## Recorded data
>> Start

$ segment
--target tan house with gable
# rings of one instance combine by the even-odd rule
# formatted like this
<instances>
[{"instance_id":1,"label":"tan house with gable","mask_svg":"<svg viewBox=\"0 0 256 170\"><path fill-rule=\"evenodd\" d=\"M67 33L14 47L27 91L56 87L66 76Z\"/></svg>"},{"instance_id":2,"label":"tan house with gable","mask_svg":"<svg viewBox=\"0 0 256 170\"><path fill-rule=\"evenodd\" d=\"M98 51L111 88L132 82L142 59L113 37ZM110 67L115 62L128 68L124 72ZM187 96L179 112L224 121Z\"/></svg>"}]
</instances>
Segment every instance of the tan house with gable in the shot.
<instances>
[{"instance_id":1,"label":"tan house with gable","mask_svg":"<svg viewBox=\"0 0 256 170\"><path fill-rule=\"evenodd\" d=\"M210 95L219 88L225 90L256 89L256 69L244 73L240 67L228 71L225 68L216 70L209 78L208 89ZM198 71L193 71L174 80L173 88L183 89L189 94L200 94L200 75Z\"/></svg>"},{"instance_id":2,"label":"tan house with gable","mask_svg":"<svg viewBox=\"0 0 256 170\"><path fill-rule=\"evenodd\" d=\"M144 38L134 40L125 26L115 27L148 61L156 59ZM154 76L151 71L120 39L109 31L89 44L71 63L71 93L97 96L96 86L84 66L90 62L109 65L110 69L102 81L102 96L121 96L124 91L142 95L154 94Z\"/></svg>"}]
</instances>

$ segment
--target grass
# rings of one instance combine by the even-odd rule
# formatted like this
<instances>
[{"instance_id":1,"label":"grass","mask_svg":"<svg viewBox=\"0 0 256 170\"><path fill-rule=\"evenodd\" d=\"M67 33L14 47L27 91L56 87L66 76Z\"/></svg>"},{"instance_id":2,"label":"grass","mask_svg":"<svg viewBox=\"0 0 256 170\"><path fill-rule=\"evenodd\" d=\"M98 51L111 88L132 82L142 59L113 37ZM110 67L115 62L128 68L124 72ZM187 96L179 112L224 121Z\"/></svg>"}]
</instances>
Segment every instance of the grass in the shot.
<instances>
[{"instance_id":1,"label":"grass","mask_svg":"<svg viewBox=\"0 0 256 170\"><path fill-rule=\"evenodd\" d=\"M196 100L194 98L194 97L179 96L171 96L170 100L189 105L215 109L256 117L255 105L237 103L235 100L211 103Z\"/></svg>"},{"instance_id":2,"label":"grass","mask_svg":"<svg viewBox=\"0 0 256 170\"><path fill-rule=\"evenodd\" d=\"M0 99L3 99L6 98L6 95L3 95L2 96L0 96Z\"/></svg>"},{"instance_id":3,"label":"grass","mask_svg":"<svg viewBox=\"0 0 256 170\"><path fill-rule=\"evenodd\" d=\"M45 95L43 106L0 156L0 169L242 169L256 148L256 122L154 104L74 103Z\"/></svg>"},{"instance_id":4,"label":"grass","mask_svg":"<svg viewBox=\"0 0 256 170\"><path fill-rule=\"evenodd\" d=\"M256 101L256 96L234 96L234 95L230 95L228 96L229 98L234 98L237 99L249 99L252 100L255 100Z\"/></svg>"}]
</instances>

>> End

## WRITTEN TASK
Write the data from above out again, exactly.

## TASK OUTPUT
$ segment
--target tan house with gable
# rings of one instance combine by the even-odd rule
# formatted like this
<instances>
[{"instance_id":1,"label":"tan house with gable","mask_svg":"<svg viewBox=\"0 0 256 170\"><path fill-rule=\"evenodd\" d=\"M67 33L14 47L27 91L56 87L66 76Z\"/></svg>"},{"instance_id":2,"label":"tan house with gable","mask_svg":"<svg viewBox=\"0 0 256 170\"><path fill-rule=\"evenodd\" d=\"M98 51L111 88L132 82L142 59L113 37ZM110 67L115 62L128 68L124 72ZM187 96L179 112L224 121Z\"/></svg>"}]
</instances>
Segment every instance of the tan house with gable in the shot.
<instances>
[{"instance_id":1,"label":"tan house with gable","mask_svg":"<svg viewBox=\"0 0 256 170\"><path fill-rule=\"evenodd\" d=\"M210 95L219 88L225 90L256 89L256 69L244 73L240 67L228 71L225 68L216 70L209 78L208 89ZM198 71L193 71L174 80L173 88L183 89L189 94L200 94L200 75Z\"/></svg>"},{"instance_id":2,"label":"tan house with gable","mask_svg":"<svg viewBox=\"0 0 256 170\"><path fill-rule=\"evenodd\" d=\"M144 38L134 40L125 26L115 27L148 61L156 59ZM154 76L151 71L120 39L109 31L89 44L71 63L71 93L97 96L96 86L84 66L90 62L109 65L110 69L102 81L102 96L121 96L124 91L142 95L154 94Z\"/></svg>"}]
</instances>

$ segment
--target grass
# rings of one instance combine by the even-odd rule
# formatted like this
<instances>
[{"instance_id":1,"label":"grass","mask_svg":"<svg viewBox=\"0 0 256 170\"><path fill-rule=\"evenodd\" d=\"M67 33L14 47L27 91L56 87L66 76Z\"/></svg>"},{"instance_id":2,"label":"grass","mask_svg":"<svg viewBox=\"0 0 256 170\"><path fill-rule=\"evenodd\" d=\"M98 51L111 88L132 82L142 59L113 37ZM110 67L115 62L128 68L124 72ZM187 96L179 112L224 121Z\"/></svg>"}]
</instances>
Segment every instance of the grass in the shot.
<instances>
[{"instance_id":1,"label":"grass","mask_svg":"<svg viewBox=\"0 0 256 170\"><path fill-rule=\"evenodd\" d=\"M196 100L194 98L194 97L179 96L171 96L170 100L189 105L215 109L256 117L255 105L237 103L235 100L211 103Z\"/></svg>"},{"instance_id":2,"label":"grass","mask_svg":"<svg viewBox=\"0 0 256 170\"><path fill-rule=\"evenodd\" d=\"M0 99L3 99L6 98L6 95L3 95L2 96L0 96Z\"/></svg>"},{"instance_id":3,"label":"grass","mask_svg":"<svg viewBox=\"0 0 256 170\"><path fill-rule=\"evenodd\" d=\"M45 95L43 106L0 156L0 169L242 169L256 148L256 122L154 104L74 103Z\"/></svg>"},{"instance_id":4,"label":"grass","mask_svg":"<svg viewBox=\"0 0 256 170\"><path fill-rule=\"evenodd\" d=\"M256 101L256 96L234 96L234 95L230 95L228 96L229 98L234 98L237 99L249 99L252 100L255 100Z\"/></svg>"}]
</instances>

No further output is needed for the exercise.